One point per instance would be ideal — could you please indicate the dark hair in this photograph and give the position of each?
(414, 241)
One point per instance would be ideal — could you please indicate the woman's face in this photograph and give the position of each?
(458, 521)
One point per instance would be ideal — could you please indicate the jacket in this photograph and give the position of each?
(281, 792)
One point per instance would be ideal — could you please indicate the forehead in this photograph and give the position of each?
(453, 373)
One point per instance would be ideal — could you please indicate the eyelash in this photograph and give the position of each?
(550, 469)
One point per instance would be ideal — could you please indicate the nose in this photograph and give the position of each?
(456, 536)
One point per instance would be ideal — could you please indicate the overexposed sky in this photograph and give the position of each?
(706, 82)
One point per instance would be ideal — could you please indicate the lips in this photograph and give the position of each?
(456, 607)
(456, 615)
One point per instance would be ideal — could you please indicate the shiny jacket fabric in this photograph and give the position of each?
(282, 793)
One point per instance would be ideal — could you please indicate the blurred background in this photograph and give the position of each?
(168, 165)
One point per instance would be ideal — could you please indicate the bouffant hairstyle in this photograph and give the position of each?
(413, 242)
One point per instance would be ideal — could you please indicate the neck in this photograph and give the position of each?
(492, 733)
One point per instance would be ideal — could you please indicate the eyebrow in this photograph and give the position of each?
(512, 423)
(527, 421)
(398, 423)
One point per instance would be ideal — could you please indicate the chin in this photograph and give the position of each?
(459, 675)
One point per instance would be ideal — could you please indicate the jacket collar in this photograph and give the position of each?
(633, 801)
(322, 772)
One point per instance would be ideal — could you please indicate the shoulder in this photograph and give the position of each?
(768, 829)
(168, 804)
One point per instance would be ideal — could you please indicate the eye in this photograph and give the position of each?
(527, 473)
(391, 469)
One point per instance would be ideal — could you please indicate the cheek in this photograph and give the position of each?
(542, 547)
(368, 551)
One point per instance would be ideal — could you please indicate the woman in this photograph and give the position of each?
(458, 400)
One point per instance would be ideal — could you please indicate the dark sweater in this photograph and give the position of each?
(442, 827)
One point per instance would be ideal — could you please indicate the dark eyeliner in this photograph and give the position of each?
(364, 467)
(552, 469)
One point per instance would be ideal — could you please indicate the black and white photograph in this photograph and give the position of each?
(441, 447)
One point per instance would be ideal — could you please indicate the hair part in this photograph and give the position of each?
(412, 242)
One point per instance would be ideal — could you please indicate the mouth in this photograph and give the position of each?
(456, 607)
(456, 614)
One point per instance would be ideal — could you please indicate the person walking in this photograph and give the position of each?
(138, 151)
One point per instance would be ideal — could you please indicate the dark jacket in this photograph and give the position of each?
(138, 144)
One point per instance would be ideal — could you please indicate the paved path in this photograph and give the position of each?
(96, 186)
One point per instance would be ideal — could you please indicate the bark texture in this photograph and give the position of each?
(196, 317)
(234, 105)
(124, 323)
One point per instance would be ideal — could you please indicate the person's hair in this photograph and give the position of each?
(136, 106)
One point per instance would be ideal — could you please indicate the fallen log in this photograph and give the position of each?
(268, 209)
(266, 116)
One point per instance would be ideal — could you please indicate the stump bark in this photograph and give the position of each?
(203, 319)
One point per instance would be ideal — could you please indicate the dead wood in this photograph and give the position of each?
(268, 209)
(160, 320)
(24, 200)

+--

▶ **Task to complete**
Would you please output every record again, exactly?

▶ **Answer to this task**
One point per instance would be ideal — could you please indicate the dark hair in this photograph and give the position of each?
(414, 241)
One point per instance would be ideal — could you please indicate the woman's face in this photograph and give the position of each?
(458, 521)
One point per instance would be ideal — could you please indicate the jacket in this photograph and give the position of each?
(281, 792)
One point per instance would be ideal — could you please indicate the forehead in this photograph and give the position of each?
(453, 373)
One point per instance would be ideal — could you please indicate the eyelash in this photograph and give the position of each?
(550, 469)
One point per instance would be ideal — could you please indicate the nose in this photograph and give the position of each?
(456, 536)
One point per instance would be ideal — could you please indicate the overexposed sky in this photograph and give the position of each?
(706, 82)
One point per instance would be ideal — could you please indicate the lips in this photograph and give the position of each?
(456, 607)
(456, 615)
One point per instance would be ideal — could you please indicate the shiny jacket fabric in this photograph and give the position of each?
(282, 793)
One point per instance would be ideal — could you please indicate the blurred background in this photograph and give the position of each?
(168, 165)
One point per instance would be ideal — could you please indicate the bouffant hairstyle in this photograph and give the position of each?
(413, 242)
One point per instance would be ideal — could you please indicate the neck in this photograph and give the position of each?
(492, 733)
One point per instance would be ideal — could you please indicate the eyebrow in this photograph and give the position of each?
(512, 423)
(527, 421)
(398, 423)
One point per instance would be ideal — could you please indicate the chin in this photograph and give the position of each?
(459, 675)
One point per instance would be ideal — could you please indicate the jacket collar in this photograph and give the position of each?
(633, 801)
(322, 772)
One point per instance would be ideal — could you please indicate the shoulder in this photograph and give the position of each?
(768, 829)
(168, 804)
One point per instance would be ideal — could you please indicate the eye in this photograph and give the position of each?
(527, 473)
(391, 469)
One point per instance would be ideal — could you please indicate the cheek in this photograph and give the position of each?
(542, 547)
(368, 551)
One point per instance would be ideal — could you please indicate the woman in this photograph and give the position of each?
(458, 400)
One point per instance would be ideal — could you please indicate the dark sweater in this photograph and give the position of each?
(442, 827)
One point per instance would be ideal — could you please indicate the dark eyeliner in this photograph and give the position of each?
(364, 467)
(552, 469)
One point per instance would be ideal — could you please indicate the black and white photograph in this photograph and give the position of each?
(441, 447)
One point per instance would be ideal — could you please indicate the hair part in this photograph and give the position of each?
(412, 242)
One point per instance would be ideal — could you please indicate the mouth in this photograph and give the position of each?
(456, 607)
(456, 614)
One point per instance would be ideal — could you please indicate the person walking in this photograph and give the position of each?
(138, 151)
One point per instance would be ideal — could you please indicate the dark jacket in this photograph and give the position of each?
(138, 144)
One point per instance would be ideal — could you please indicate the paved path in this photograph and give the position of each?
(96, 186)
One point per instance would be ideal — could you please indicate the bark texture in this photograph and give the position of each?
(196, 317)
(234, 105)
(124, 323)
One point per instance would be ideal — could you please indicate the person's hair in this photograph and give the position of each?
(136, 106)
One point per instance would be ideal — could you please indicate the fallen log in this photograph and give the position of each?
(268, 209)
(266, 116)
One point per instance would be ideal — could you please indicate the stump bark in this photograph and give the position of each?
(203, 319)
One point per instance would be ideal — could you please indicate the dead wood in this photograph and give the position of each?
(268, 209)
(160, 320)
(24, 200)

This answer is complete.